[SOURCE]
- - -

Related to: Shumsk (Town)

an Interview Transcribed by Lynne Tolman

Zeev Berg was interviewed on tape by American second cousin Marlyn Katz Levenson around 1986 in Brookline, Massachusetts:

 

Born in 1919, Zeev grew up in Shumsk, Poland (now Ukraine). Childhood nickname was Velvel or Velvel-eh, the diminutive of "Wolf," and he didn't like this name because it rhymes with kelvel (?).

He said the name Shumsk came from "the sound of shivering trees, shhhhhh..."

Zeev's father used to wear a hat while eating; that was a Jewish habit. On Shabbes you were not allowed to work -- you couldn't shine your shoes or carry anything in your pockets or carry a candle, etc. There was a “shiksa” (non-Jewish woman) who would come in the morning to take off the kettle and heat the oven. She would be given a stick of challah, and probably other payment as well. 

On Fridays they'd have latkes and papalkes (like pita, but darker and tastier -- a real treat). There was a huge clay-brick wood-fueled oven for baking bread. Typically houses had a nook above the oven that was nice and warm and where a child could sleep. Marlyn remembers her father saying he slept in such a nook.

- - -

[PROVIDED MATERIAL]

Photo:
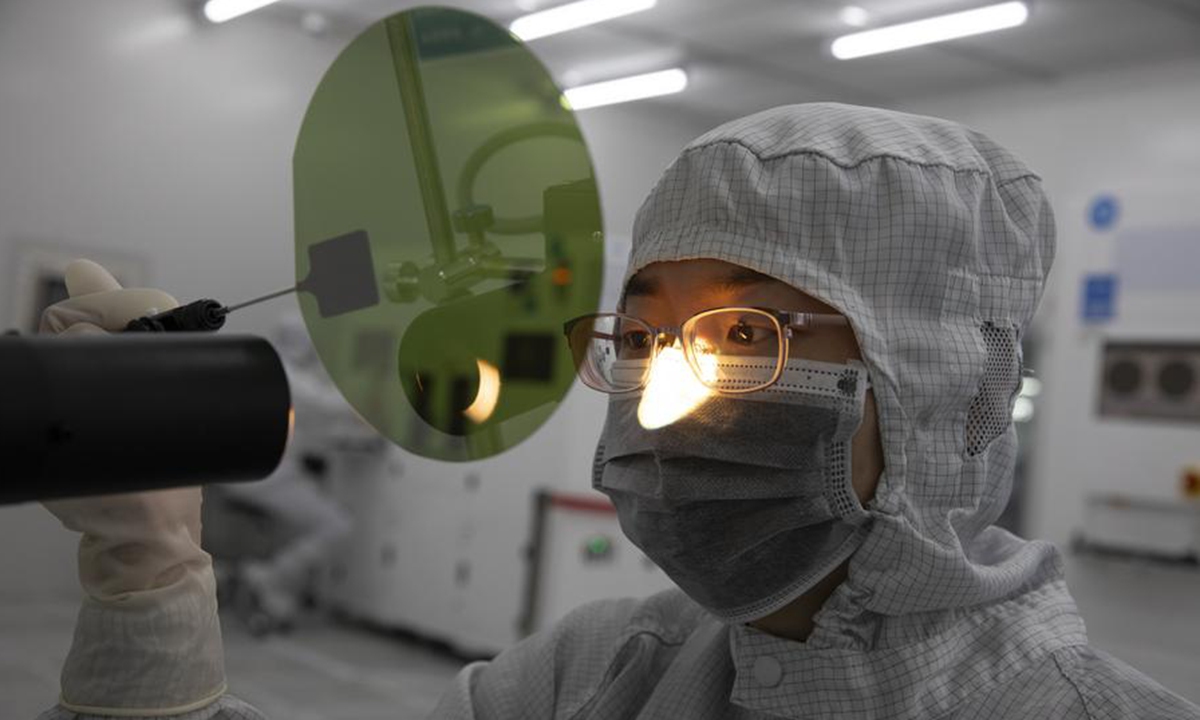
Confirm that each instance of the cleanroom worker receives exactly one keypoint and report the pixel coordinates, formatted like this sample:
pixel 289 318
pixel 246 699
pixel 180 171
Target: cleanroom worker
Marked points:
pixel 839 294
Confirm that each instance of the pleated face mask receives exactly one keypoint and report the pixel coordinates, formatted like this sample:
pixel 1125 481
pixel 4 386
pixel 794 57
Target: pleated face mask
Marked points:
pixel 747 502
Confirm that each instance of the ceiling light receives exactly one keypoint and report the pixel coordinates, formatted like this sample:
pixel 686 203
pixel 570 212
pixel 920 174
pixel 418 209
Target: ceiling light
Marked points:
pixel 949 27
pixel 855 16
pixel 220 11
pixel 574 15
pixel 625 89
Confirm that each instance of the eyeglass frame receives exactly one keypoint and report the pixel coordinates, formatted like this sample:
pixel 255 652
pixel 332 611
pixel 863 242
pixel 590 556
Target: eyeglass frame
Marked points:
pixel 786 322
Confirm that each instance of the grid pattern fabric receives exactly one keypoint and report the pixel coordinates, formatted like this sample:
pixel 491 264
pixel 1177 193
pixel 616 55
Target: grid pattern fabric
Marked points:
pixel 924 234
pixel 226 708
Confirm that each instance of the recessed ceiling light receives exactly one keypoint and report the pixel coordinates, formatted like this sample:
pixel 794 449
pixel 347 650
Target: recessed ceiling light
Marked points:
pixel 937 29
pixel 652 84
pixel 575 15
pixel 220 11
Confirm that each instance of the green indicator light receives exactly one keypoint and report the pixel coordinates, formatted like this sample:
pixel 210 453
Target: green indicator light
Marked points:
pixel 599 545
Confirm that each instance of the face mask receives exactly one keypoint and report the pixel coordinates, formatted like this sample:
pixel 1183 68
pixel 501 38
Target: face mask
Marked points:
pixel 745 503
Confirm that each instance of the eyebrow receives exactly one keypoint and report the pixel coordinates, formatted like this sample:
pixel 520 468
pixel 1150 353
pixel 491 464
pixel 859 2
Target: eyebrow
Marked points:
pixel 732 281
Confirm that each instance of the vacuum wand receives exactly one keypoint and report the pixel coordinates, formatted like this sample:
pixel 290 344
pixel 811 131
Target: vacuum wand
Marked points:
pixel 202 316
pixel 341 280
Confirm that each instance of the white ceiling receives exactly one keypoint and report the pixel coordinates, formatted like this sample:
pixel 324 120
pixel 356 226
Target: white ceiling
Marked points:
pixel 749 54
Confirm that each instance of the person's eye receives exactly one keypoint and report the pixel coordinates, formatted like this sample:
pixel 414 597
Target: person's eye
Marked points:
pixel 636 340
pixel 743 334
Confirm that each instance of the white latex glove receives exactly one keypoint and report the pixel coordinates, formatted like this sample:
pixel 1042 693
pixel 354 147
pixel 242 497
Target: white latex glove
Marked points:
pixel 148 642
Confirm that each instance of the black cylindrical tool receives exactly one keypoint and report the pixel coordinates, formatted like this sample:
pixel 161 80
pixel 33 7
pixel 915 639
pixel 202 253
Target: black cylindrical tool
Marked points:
pixel 195 317
pixel 94 415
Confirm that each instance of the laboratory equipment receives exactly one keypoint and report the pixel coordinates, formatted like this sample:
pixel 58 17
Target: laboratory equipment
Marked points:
pixel 93 415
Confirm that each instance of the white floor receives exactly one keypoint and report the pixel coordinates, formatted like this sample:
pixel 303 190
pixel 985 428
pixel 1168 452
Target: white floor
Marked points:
pixel 322 671
pixel 1147 616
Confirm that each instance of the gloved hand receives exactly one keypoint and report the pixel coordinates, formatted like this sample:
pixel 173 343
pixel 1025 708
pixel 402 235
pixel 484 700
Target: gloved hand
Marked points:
pixel 148 641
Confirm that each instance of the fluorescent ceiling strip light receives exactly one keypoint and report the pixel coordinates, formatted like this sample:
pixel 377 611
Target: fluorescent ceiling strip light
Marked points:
pixel 942 28
pixel 220 11
pixel 575 15
pixel 625 89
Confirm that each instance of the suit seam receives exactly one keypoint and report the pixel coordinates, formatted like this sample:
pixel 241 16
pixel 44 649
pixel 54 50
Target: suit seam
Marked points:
pixel 851 166
pixel 1074 683
pixel 605 679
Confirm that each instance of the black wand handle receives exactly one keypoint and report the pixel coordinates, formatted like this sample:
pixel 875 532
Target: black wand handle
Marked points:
pixel 202 316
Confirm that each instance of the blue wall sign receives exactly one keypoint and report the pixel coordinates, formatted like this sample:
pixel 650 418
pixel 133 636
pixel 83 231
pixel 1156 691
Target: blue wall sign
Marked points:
pixel 1103 213
pixel 1099 298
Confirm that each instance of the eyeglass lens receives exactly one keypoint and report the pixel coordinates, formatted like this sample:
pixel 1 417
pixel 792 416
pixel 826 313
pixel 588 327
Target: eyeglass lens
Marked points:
pixel 731 349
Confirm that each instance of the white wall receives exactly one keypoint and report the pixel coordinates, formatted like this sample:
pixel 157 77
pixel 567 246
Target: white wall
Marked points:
pixel 1087 136
pixel 130 125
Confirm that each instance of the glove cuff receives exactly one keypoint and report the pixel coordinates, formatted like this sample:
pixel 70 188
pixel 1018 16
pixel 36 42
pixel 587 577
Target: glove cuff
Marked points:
pixel 148 654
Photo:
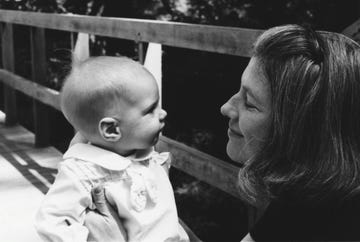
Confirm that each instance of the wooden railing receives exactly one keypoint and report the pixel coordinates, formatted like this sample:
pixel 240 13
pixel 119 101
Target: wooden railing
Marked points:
pixel 224 40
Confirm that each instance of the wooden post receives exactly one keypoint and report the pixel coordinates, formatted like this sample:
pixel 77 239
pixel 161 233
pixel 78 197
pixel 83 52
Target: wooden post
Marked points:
pixel 7 43
pixel 38 62
pixel 141 52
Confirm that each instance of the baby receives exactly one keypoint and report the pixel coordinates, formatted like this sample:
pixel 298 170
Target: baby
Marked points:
pixel 113 102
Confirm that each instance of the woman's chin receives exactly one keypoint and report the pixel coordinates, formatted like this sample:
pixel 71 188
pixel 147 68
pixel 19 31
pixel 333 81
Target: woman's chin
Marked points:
pixel 236 153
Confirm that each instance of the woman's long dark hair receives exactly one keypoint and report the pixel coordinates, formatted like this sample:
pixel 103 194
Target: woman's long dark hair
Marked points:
pixel 312 151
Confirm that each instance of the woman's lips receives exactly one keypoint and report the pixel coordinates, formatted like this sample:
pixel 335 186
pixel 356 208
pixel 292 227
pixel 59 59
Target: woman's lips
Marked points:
pixel 233 133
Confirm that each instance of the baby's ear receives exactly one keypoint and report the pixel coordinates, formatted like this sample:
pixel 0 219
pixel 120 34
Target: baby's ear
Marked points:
pixel 109 129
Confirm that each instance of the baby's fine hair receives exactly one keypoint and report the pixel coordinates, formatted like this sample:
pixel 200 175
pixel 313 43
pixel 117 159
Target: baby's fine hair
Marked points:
pixel 94 87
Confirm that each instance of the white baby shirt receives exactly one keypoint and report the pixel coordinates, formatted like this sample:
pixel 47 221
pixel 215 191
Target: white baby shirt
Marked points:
pixel 139 189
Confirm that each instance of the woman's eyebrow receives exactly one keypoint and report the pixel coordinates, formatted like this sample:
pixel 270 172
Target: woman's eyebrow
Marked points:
pixel 251 94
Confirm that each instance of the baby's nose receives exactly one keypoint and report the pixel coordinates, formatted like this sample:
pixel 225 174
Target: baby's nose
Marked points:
pixel 162 115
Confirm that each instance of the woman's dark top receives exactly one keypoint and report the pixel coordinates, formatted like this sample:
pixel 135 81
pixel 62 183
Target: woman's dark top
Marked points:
pixel 298 221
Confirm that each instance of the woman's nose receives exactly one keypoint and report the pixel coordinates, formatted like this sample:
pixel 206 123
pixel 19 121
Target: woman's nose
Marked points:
pixel 162 115
pixel 228 109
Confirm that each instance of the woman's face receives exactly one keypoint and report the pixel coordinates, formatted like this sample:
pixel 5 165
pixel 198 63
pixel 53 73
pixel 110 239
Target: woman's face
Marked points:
pixel 249 112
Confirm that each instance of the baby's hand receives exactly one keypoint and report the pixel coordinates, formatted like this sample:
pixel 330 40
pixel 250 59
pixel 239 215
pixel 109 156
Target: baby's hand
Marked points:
pixel 104 223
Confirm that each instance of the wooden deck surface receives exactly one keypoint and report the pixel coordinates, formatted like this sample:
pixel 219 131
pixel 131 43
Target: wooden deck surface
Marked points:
pixel 26 173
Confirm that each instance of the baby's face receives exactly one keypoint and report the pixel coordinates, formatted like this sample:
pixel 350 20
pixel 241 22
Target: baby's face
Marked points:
pixel 141 117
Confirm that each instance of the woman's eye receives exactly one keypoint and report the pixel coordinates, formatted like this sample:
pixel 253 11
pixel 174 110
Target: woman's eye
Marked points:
pixel 249 106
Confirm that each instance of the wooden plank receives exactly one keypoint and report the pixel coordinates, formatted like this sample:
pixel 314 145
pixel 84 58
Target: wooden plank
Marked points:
pixel 38 64
pixel 43 94
pixel 353 31
pixel 25 175
pixel 7 43
pixel 204 167
pixel 225 40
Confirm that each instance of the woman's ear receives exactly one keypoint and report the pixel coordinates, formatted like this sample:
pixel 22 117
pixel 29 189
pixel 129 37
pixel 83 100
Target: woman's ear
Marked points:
pixel 109 129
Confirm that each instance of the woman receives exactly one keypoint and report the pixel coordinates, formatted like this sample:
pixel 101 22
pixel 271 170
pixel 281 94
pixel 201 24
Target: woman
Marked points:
pixel 295 125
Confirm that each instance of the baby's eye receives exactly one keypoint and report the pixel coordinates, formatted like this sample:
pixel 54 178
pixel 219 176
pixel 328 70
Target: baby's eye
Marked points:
pixel 249 105
pixel 151 110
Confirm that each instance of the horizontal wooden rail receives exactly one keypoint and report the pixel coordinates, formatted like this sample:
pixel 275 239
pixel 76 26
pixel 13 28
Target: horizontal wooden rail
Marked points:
pixel 204 167
pixel 39 92
pixel 225 40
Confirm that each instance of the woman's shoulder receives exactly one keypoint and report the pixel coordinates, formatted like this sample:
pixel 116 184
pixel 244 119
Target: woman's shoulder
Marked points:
pixel 284 220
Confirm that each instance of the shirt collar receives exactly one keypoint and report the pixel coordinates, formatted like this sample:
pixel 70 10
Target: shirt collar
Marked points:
pixel 105 158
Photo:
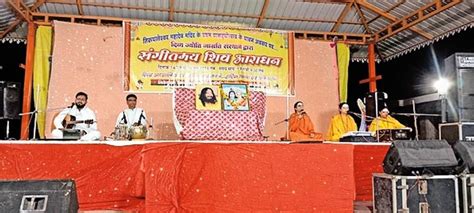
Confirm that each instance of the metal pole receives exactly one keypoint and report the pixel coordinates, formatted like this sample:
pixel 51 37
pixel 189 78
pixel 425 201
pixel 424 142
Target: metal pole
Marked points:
pixel 443 108
pixel 415 119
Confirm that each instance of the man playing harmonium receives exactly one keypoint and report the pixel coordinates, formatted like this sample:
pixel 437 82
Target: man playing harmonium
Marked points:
pixel 385 121
pixel 341 123
pixel 77 118
pixel 132 122
pixel 132 116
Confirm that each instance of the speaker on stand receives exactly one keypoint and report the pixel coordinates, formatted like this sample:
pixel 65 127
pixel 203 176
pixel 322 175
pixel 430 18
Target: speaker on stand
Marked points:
pixel 10 103
pixel 39 196
pixel 375 102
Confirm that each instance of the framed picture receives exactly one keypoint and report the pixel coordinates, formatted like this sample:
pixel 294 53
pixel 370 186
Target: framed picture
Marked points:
pixel 208 97
pixel 235 97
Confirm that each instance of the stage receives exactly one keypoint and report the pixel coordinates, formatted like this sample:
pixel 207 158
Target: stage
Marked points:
pixel 202 176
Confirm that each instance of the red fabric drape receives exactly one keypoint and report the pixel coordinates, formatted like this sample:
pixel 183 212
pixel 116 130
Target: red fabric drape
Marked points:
pixel 194 177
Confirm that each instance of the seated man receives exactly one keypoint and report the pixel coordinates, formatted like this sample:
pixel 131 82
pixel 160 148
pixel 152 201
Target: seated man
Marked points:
pixel 79 117
pixel 132 116
pixel 341 123
pixel 300 126
pixel 385 121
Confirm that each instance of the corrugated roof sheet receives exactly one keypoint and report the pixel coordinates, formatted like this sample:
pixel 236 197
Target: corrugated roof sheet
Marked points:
pixel 291 15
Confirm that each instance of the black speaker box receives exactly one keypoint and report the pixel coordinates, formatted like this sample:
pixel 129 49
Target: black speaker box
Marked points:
pixel 38 196
pixel 459 69
pixel 10 95
pixel 464 152
pixel 420 157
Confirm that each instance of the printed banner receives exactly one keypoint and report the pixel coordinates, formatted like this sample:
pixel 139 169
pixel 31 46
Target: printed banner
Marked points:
pixel 162 56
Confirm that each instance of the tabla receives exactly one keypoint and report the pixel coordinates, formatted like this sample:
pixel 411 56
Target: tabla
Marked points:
pixel 138 132
pixel 121 132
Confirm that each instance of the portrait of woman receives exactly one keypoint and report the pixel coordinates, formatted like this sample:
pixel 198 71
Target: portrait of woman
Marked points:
pixel 235 97
pixel 207 97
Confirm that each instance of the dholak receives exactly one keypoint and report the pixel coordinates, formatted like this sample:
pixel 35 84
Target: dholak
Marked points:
pixel 121 132
pixel 138 132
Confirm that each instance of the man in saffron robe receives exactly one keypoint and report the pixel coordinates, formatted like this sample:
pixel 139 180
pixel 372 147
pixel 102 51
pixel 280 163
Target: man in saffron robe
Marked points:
pixel 341 123
pixel 301 127
pixel 385 121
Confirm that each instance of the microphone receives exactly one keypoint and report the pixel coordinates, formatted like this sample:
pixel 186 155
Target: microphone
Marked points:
pixel 124 119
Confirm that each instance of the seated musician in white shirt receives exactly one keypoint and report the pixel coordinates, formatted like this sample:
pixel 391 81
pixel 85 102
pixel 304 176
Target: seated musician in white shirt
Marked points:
pixel 132 116
pixel 77 117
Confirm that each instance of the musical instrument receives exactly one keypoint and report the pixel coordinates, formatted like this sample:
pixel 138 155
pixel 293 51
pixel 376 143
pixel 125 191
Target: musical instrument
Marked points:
pixel 70 121
pixel 72 134
pixel 394 134
pixel 357 136
pixel 138 132
pixel 121 132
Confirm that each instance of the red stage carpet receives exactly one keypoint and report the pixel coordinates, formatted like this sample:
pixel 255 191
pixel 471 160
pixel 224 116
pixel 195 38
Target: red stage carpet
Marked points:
pixel 199 177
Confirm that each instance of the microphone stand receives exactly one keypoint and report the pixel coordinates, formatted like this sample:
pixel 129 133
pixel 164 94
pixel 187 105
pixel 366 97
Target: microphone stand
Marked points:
pixel 279 122
pixel 35 115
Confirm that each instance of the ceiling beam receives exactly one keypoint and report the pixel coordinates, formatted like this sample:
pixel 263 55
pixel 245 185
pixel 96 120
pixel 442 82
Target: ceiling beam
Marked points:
pixel 22 11
pixel 37 4
pixel 414 18
pixel 46 18
pixel 346 38
pixel 10 28
pixel 262 13
pixel 362 19
pixel 171 13
pixel 79 7
pixel 195 12
pixel 342 16
pixel 392 18
pixel 329 1
pixel 387 11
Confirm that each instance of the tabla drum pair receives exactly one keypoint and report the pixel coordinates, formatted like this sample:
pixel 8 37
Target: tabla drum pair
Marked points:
pixel 123 132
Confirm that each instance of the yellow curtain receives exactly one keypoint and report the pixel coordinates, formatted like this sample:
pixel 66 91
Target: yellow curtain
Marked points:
pixel 41 74
pixel 343 56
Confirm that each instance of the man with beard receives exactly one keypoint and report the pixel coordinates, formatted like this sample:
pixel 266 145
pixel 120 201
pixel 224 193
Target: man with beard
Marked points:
pixel 132 116
pixel 77 117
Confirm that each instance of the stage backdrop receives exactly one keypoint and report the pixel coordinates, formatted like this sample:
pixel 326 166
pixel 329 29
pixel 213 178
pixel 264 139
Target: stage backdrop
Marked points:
pixel 161 56
pixel 90 59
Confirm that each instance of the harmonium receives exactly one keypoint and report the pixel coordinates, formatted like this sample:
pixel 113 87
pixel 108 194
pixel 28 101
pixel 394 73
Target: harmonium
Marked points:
pixel 357 136
pixel 393 134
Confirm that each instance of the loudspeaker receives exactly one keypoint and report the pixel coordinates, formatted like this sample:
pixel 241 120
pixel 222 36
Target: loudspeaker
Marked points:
pixel 464 152
pixel 10 105
pixel 420 157
pixel 453 132
pixel 459 69
pixel 373 107
pixel 38 196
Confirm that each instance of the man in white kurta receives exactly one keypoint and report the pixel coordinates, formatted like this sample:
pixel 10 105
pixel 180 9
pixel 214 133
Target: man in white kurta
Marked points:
pixel 132 116
pixel 82 113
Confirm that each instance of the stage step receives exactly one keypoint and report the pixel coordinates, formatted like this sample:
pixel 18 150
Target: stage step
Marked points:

- - -

[SET TASKS]
1) Reproduce the Zeev Berg interview word for word, starting with "Zeev Berg was" and going on through "with kelvel (?).".
2) Carry on the Zeev Berg interview from the point where it stops.

[ANSWERS]
1)
Zeev Berg was interviewed on tape by American second cousin Marlyn Katz Levenson around 1986 in Brookline, Massachusetts:

 

Born in 1919, Zeev grew up in Shumsk, Poland (now Ukraine). Childhood nickname was Velvel or Velvel-eh, the diminutive of "Wolf," and he didn't like this name because it rhymes with kelvel (?).

2)
Zeev's maternal grandfather lived in the same house. He would come home from the community bathhouse red as a beet, with his skin all wrinkled like a raisin, and Zeev's mother would give him several glasses of hot tea with sugar. She'd line them up all at once for him to drink because he'd be so thirsty he'd drink them very quickly. Men would go to the bath every Friday, year-round.

There was a bathhouse for women, too, but Zeev didn't remember his mother going. "We were modern and had a tub -- but no running water." They would haul buckets of water from a river not far behind their house. "We'd go with buckets, carried on a yoke. I remember schlepping -- it took me six buckets of water and we used it all ... for baking, for everything." The river water was very clean.

Zeev remembered his father chopping ice from the river in winter. They'd keep it in a special basement all summer, wrapped in straw. Zeev remembered the man who came to dig this basement. He was preparing to make aliyah to Israel so, [as Zeev put it], he wanted to "train" by doing this hard work himself, not hiring “goyim” (non-Jewish men). This man's father was the melamed (teacher) of the cheder that Zeev attended in Shumsk.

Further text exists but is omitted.